* [Exercise aim]: Only the lines running from the one with "Can you spot the white" to the end of the listing should be returned, each exactly as it appears, with both ends kept.

* [Data to examine]:
_ _ _ _ _

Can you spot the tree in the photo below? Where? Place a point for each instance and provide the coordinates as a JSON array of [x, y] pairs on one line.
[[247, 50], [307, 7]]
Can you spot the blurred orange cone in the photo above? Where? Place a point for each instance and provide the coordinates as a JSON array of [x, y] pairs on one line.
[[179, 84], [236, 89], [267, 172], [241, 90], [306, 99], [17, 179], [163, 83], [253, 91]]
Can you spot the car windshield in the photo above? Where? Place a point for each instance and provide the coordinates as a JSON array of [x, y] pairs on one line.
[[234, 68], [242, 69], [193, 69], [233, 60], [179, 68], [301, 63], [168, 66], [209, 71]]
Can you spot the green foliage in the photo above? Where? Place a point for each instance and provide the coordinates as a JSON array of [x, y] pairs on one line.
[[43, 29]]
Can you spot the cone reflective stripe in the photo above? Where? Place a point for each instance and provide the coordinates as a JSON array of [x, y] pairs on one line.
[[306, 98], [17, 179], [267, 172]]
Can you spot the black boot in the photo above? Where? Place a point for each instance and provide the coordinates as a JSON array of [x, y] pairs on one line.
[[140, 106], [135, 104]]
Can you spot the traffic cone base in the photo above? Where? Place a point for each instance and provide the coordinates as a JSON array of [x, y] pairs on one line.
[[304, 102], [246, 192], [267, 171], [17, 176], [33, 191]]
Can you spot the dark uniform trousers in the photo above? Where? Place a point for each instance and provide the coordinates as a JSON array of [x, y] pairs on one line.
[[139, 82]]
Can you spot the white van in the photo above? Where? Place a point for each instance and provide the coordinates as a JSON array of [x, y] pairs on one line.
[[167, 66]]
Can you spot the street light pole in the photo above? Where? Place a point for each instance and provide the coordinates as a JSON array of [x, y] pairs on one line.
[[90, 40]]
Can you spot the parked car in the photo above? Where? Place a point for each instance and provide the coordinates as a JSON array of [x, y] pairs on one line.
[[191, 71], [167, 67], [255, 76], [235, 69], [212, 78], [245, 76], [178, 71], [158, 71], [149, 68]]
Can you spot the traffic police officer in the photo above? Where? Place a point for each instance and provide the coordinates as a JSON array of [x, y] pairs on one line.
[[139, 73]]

_ _ _ _ _

* [Result]:
Can you spot the white van in the photo above? Where? Place a point for each instance and provide the coordinates as a JSON array of [x, y] pairs on one line.
[[167, 66]]
Can you spot the street light pole in the photo above? Where? Place a point for each instance and provide the coordinates as a JSON array of [x, y] pairs on one line.
[[90, 40]]
Can you spot the parked car in the photo above? Where? Place a point for each instance and provide the coordinates as a JSON array of [x, y] pairs on one line.
[[191, 71], [167, 67], [255, 76], [235, 69], [212, 78], [245, 76], [178, 71], [158, 71], [149, 68]]
Can you spot the traffic police officer in the photo above? Where? Place a point for each instance and provide the coordinates as a JSON array of [x, y] pairs on one line.
[[139, 73]]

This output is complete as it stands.